_TASK PROMPT_. Copy out the data below, putting "a single point for each one" in place of every "one point per instance" and leaving everything else as it is.

_EXCERPTED DATA_.
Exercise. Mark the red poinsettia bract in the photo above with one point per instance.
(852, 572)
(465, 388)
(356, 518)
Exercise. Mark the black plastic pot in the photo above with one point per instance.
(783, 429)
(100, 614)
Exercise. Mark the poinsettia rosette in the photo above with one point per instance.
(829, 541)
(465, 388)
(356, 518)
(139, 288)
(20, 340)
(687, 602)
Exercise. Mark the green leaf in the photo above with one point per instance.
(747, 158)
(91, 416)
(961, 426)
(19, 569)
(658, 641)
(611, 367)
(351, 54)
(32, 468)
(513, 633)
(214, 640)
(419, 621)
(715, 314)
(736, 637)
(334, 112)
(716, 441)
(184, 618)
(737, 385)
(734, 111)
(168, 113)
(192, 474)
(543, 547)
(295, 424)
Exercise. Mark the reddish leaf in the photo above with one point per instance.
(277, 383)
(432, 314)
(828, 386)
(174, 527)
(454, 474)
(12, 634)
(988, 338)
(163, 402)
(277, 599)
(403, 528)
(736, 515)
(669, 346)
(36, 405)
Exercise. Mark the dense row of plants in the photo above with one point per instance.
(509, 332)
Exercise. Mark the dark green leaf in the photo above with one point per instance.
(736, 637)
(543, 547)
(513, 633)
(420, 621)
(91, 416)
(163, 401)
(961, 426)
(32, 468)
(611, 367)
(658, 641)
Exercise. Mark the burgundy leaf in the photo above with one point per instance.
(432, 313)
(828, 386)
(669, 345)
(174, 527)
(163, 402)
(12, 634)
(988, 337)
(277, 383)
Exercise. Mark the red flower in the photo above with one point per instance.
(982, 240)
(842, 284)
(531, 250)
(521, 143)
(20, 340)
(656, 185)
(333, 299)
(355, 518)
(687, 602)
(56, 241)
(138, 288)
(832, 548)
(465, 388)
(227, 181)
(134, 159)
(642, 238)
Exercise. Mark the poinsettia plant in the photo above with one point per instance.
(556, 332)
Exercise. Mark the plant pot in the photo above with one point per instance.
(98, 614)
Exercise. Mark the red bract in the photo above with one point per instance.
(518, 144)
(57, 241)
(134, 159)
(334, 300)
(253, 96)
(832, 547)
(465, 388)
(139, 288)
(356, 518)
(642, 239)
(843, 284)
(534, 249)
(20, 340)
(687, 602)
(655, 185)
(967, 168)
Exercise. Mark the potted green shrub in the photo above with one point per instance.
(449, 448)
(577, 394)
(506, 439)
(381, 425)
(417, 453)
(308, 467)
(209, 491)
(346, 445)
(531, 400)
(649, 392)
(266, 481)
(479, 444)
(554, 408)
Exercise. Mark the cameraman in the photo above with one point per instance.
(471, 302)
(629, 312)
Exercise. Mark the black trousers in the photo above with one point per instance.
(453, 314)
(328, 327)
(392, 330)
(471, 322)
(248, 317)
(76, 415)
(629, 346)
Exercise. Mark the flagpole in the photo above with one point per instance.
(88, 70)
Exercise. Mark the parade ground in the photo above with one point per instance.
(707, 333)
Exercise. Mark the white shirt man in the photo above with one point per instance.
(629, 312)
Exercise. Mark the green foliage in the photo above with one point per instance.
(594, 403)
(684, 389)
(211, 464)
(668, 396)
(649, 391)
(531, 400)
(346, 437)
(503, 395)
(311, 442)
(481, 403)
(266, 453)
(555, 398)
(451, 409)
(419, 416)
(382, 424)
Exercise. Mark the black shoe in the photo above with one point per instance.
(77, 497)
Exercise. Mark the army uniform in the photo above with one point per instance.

_SOLUTION TO THE PROBLEM_.
Exercise. Mark the red poinsettia bract in the photo above with a single point for each one.
(852, 572)
(465, 388)
(356, 518)
Exercise. Mark the black plastic pot in the photo above with a single point for each one.
(783, 429)
(100, 614)
Exercise. Mark the poinsettia rosette in the photo above with a single point for each one.
(829, 541)
(465, 388)
(356, 518)
(139, 288)
(20, 340)
(687, 602)
Exercise. Mark the green leaf in the photo above with a single point for each one.
(747, 158)
(91, 416)
(961, 426)
(19, 569)
(658, 641)
(611, 367)
(351, 54)
(32, 468)
(513, 633)
(214, 640)
(419, 621)
(715, 314)
(736, 637)
(334, 112)
(716, 441)
(184, 618)
(737, 385)
(734, 111)
(168, 113)
(192, 474)
(543, 547)
(295, 424)
Exercise. Mark the reddish leaf in the photo above with a single point for each one.
(277, 383)
(432, 314)
(828, 386)
(174, 527)
(454, 474)
(12, 634)
(988, 338)
(163, 402)
(277, 599)
(403, 528)
(736, 515)
(669, 346)
(36, 405)
Exercise. Mark the dense row of plants in the photo above with a single point for each one.
(509, 332)
Exercise. Mark the dark green leaf in the photo above with a single point for each one.
(736, 637)
(543, 547)
(513, 633)
(420, 621)
(91, 416)
(163, 401)
(961, 426)
(32, 468)
(611, 367)
(658, 641)
Exercise. Mark the burgundy leaf in the photo above with a single point for each one.
(432, 313)
(828, 386)
(669, 345)
(174, 527)
(163, 402)
(12, 634)
(988, 337)
(277, 383)
Exercise. Mark the red flower in the photo above with a single point for each one.
(982, 240)
(842, 284)
(531, 250)
(521, 143)
(20, 340)
(656, 185)
(333, 299)
(355, 518)
(687, 602)
(56, 241)
(138, 288)
(832, 548)
(465, 388)
(227, 181)
(134, 159)
(642, 238)
Exercise. Mark the poinsettia plant in the photo above with a single point for each one.
(556, 332)
Exercise. Mark the plant pot in the photo above with a single point for each one.
(98, 614)
Exercise. Mark the red bract in the photo above with a single point for each one.
(518, 144)
(57, 241)
(134, 159)
(334, 300)
(253, 96)
(832, 547)
(465, 388)
(139, 288)
(356, 518)
(642, 239)
(843, 284)
(534, 249)
(20, 340)
(687, 602)
(655, 185)
(967, 168)
Exercise. Mark the potted green shrub in the photo above with a single point for each one.
(449, 448)
(577, 394)
(506, 439)
(381, 425)
(417, 453)
(308, 467)
(209, 491)
(346, 445)
(531, 400)
(649, 392)
(266, 481)
(479, 444)
(554, 408)
Exercise. Mark the cameraman in the photo above with a single point for each one.
(471, 302)
(629, 312)
Exercise. Mark the black trousers in the photo above with a single point for each one.
(453, 314)
(328, 327)
(392, 330)
(471, 322)
(248, 317)
(76, 415)
(629, 346)
Exercise. Mark the flagpole in the photo above with a single point for each one.
(88, 70)
Exercise. Mark the parade ground in the photo above with a single point for each one.
(707, 333)
Exercise. Mark the white shirt man in the photo above with a single point for each one.
(629, 312)
Exercise. Mark the green foliage in the photo above with a single point for each one.
(594, 403)
(684, 389)
(211, 464)
(668, 396)
(649, 391)
(531, 400)
(346, 437)
(503, 395)
(311, 442)
(481, 403)
(266, 453)
(555, 398)
(451, 409)
(419, 416)
(382, 424)
Exercise. Mark the black shoe in the photo above with a single point for each one.
(77, 497)
Exercise. Mark the army uniform in the photo above with a single point for each one.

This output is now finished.